------ Listed records
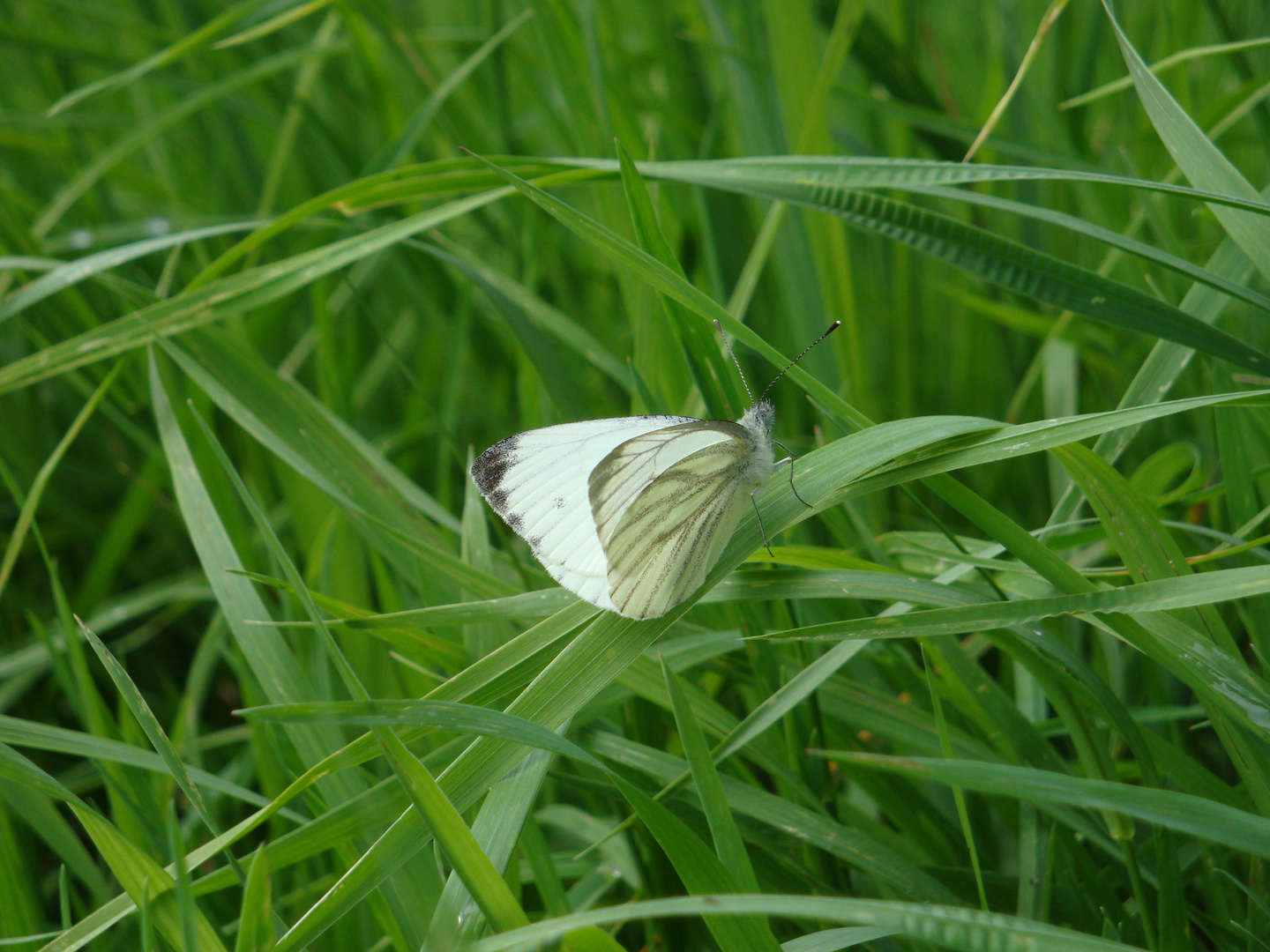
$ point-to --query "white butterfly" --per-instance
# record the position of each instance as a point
(632, 512)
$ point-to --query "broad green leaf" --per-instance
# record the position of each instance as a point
(168, 55)
(949, 926)
(1197, 156)
(256, 915)
(596, 657)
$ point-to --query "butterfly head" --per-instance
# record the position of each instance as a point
(758, 420)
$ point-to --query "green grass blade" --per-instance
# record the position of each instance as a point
(230, 296)
(949, 926)
(13, 547)
(256, 914)
(1197, 156)
(1194, 816)
(156, 735)
(136, 873)
(729, 845)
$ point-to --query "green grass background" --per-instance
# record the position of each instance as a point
(258, 310)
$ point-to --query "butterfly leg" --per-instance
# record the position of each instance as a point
(759, 517)
(790, 461)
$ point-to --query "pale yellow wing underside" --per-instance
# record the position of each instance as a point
(666, 504)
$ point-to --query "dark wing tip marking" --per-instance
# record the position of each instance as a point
(489, 469)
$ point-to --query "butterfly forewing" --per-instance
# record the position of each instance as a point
(664, 505)
(537, 481)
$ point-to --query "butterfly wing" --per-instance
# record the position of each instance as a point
(664, 505)
(537, 481)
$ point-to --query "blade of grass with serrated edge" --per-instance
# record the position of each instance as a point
(596, 657)
(429, 800)
(1195, 816)
(727, 838)
(1195, 155)
(671, 283)
(950, 926)
(1149, 553)
(548, 319)
(818, 179)
(1139, 249)
(136, 873)
(295, 427)
(1035, 274)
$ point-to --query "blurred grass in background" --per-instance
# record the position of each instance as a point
(258, 309)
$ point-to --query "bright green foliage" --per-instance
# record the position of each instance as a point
(272, 273)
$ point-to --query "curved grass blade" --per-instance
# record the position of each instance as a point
(1032, 273)
(106, 160)
(1106, 236)
(602, 651)
(64, 274)
(1195, 816)
(185, 45)
(26, 516)
(546, 317)
(429, 800)
(949, 926)
(1201, 161)
(138, 874)
(225, 297)
(808, 827)
(1157, 596)
(820, 179)
(422, 115)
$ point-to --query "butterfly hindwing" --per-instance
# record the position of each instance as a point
(537, 482)
(664, 505)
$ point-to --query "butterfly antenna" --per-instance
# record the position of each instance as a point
(832, 328)
(736, 362)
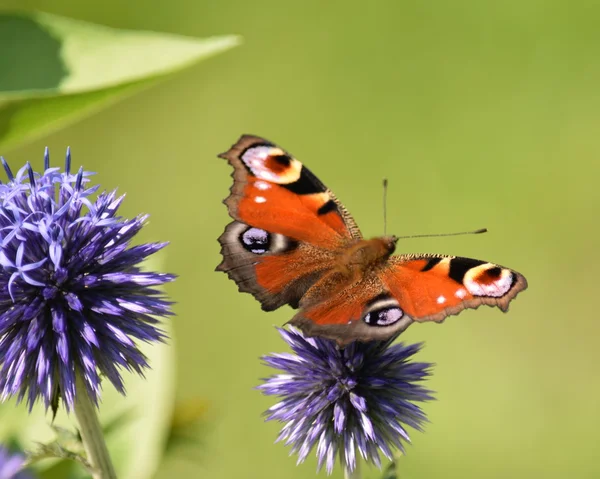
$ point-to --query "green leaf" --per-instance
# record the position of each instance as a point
(390, 471)
(56, 70)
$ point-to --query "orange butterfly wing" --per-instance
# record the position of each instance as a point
(287, 226)
(432, 287)
(407, 289)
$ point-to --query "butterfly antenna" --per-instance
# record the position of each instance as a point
(384, 206)
(475, 232)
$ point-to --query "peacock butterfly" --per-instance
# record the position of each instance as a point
(293, 242)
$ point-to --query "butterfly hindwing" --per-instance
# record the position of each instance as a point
(292, 242)
(361, 311)
(432, 287)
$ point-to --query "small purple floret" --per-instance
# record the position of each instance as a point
(341, 401)
(72, 294)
------------
_Work to be completed_
Reproduce each line exactly as it appears, omitting the pictures.

_Output below_
$ point-to --query "white butterfly" --per-instance
# record the position of each instance as a point
(632, 512)
$ point-to --query "broad green leaf" --per-instance
# record the position of each instance as a point
(168, 55)
(949, 926)
(1197, 156)
(256, 915)
(596, 657)
$ point-to --query "butterfly head" --per-instance
# record the position of each instance as a point
(758, 420)
$ point-to --query "green grass blade" --per-instance
# record the position of each instance as a point
(230, 296)
(949, 926)
(13, 547)
(256, 914)
(1197, 156)
(1194, 816)
(156, 735)
(136, 873)
(729, 845)
$ point-to --query "green grass background" --per-instance
# record the position of each instance as a point
(258, 310)
$ point-to --query "butterfly leg" --per-instance
# record the position of each instance as a point
(759, 517)
(790, 461)
$ point-to --query "pale yellow wing underside" --per-instance
# record the position of each instance as a point
(666, 504)
$ point-to --query "dark wing tip marking" --per-instance
# record the position of each instance as a point
(489, 469)
$ point-to --query "butterfly forewing" --per-instance
# record the position of each instance as a point
(664, 505)
(537, 481)
$ point-to --query "butterfly wing" --per-instance
# record the position of each instance as a point
(664, 505)
(537, 481)
$ point-to --query "blade of grass with serrated edge" --per-instance
# record the position of each instance as a point
(596, 657)
(429, 800)
(1195, 816)
(727, 838)
(1195, 155)
(671, 283)
(950, 926)
(1149, 553)
(548, 319)
(818, 179)
(1139, 249)
(136, 873)
(295, 427)
(1035, 274)
$ point-to --query "blurred grass in background" --per-instance
# record the position of each instance as a point
(258, 309)
$ point-to --query "bright green foliage" --per-instance
# record the position of each instance as a point
(272, 273)
$ point-to --query "curved grass blade" --per-instance
# record the position of each instance as a point
(1032, 273)
(106, 160)
(1106, 236)
(602, 651)
(64, 274)
(1195, 816)
(185, 45)
(26, 516)
(546, 317)
(429, 800)
(949, 926)
(1201, 161)
(138, 874)
(225, 297)
(808, 827)
(1157, 596)
(820, 179)
(422, 115)
$ point-to --query "butterfly hindwing" --per-instance
# record the position of each instance as a point
(537, 482)
(664, 505)
$ point-to --query "butterfly antenna" --per-instance
# record the position of each instance as a point
(832, 328)
(736, 362)
$ point-to --query "green leaf" --per-instance
# record the position of each instance as a point
(390, 471)
(56, 70)
$ point-to --query "orange butterfly wing" --per-instance
# record the position of each instance as a point
(287, 226)
(432, 287)
(407, 289)
$ point-to --query "butterfly antenna" --per-instance
# record the position of each instance as a point
(384, 206)
(475, 232)
$ point-to --query "peacock butterfly" --per-instance
# record the position of each instance as a point
(293, 242)
$ point-to --query "butterfly hindwing" --per-instance
# record the position of each instance as a point
(292, 242)
(361, 311)
(432, 287)
$ point-to --query "small purple floret" --per-instance
# record the position of each instance as a point
(341, 401)
(72, 294)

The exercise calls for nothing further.